TASK — In the forum thread about the limping goat, what does happybleats suggest giving daily to reduce inflammation and pain?

TEXT UNDER STUDY —
..............................
# Goat with swollen knee, limping



## FarmerInaDress (Mar 15, 2013)

I have a goat named Camas that is pregnant and due in about 2 weeks. A few days ago she started limping on her right foreleg. I couldn't find the source of pain and wondered if she'd just tweaked it getting on the stand or fought with one of the other goats. Over the past few days it has not gotten better, in fact it may be worse. Her knee is now a bit swollen, but it doesn't feel hot. I've been keeping her off the stand and trying to let her rest it, but I'm worried that there is more I should be doing for her. She is starting to look a bit down. She is still eating. 

Is there anything I can do to help her? Is there any sort of wrap or poultice I could apply? There is no open wound, just the swelling. The limping seems worst when she has just gotten up. It looks a little better after she has been up for awhile. Is it better to leave her in a stall so she can rest it, or leave her out and walking about as much as possible?

Any thoughts? I will have an equine vet out here on Monday, so I could maybe have her take a look at it then.


----------



## happybleats (Sep 12, 2010)

Has she been tested for CAE?''if not I would test asap before she kids....in the mean time...one adult aspirin daily will help reduce inflammation and pain....


----------



## canyontrailgoats (Jan 4, 2014)

Also give her b complex and nutri drench or molasses. You don't want ketosis to set in during the stress...


----------



## FarmerInaDress (Mar 15, 2013)

She has not been, everyone was supposed to be tested last week, but there was a vet emergency and it had to be delayed to Monday. It is only the one knee though, and the onset was so fast. Literally overnight. She is from a proven disease free herd, so I am hopeful CAE is not the issue. She is 2 years old and this will be her first kidding.

I will definitely give her an aspirin and some b-complex. I have molasses and nutridrench, but I also have an electrolyte mix called Bounce Back(link) that I like. Would this work? She is eating well at least. Poor thing. She is bred to a smaller breed than she is (Alpine to Guernsey), so the kids will be smaller and she doesn't look very large.

Any advice on whether I should keep her in a stall with hay and water or let her walk about?


----------



## FarmerInaDress (Mar 15, 2013)

Ugh. I really hope this is not CAE. Her mother has tested and still tests negative, though I am not the one testing, as her mother is in another herd. I saw the official results letter posted on Facebook.

I got her at 1 month old and raised her on goat's milk pasteurized in my Safgard pasteurizer. We regularly double checked the temps after pasteurizing, to be sure that the settings were still correct. Does anyone know how effective pasteurization is for neutralizing the spread of CAE in milk? 

If I don't get the results back before she kids, I will definitely pull the kids and bottle raise. :-(


----------



## happybleats (Sep 12, 2010)

what was your source of milk feeding her? Im not sure about pasteurizing...

Swollen knee from CAE can be one or more joints..There is a chance she just twisted the knee...if she is not stressed being penned, I would leave her penned...if not, then maybe limit her travel from hay to water by moving them closer


----------



## FarmerInaDress (Mar 15, 2013)
..............................
SUPPLIED MATERIAL —
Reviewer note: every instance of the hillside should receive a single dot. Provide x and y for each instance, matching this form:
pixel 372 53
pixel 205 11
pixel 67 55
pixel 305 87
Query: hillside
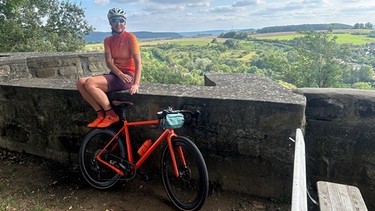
pixel 98 37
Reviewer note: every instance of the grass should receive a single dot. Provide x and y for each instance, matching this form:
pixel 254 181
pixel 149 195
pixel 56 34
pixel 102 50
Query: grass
pixel 343 37
pixel 355 37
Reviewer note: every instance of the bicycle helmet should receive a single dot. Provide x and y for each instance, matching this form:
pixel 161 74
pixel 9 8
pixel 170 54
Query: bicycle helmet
pixel 116 12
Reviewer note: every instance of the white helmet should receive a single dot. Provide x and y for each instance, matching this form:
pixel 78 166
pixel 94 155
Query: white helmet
pixel 116 12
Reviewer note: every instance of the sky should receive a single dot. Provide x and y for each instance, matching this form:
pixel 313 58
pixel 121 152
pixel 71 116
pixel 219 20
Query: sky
pixel 204 15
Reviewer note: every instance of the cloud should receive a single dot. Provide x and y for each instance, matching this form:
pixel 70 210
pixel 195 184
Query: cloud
pixel 104 2
pixel 244 3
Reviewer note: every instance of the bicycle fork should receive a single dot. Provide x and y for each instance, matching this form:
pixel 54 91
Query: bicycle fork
pixel 173 155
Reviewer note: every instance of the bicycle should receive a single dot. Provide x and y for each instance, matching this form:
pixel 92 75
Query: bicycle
pixel 106 155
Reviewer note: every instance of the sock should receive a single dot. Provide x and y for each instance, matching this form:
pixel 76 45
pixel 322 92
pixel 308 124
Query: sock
pixel 101 113
pixel 110 112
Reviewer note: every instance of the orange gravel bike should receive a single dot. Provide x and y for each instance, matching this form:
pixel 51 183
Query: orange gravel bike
pixel 106 157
..............................
RESULT — One adult aspirin daily.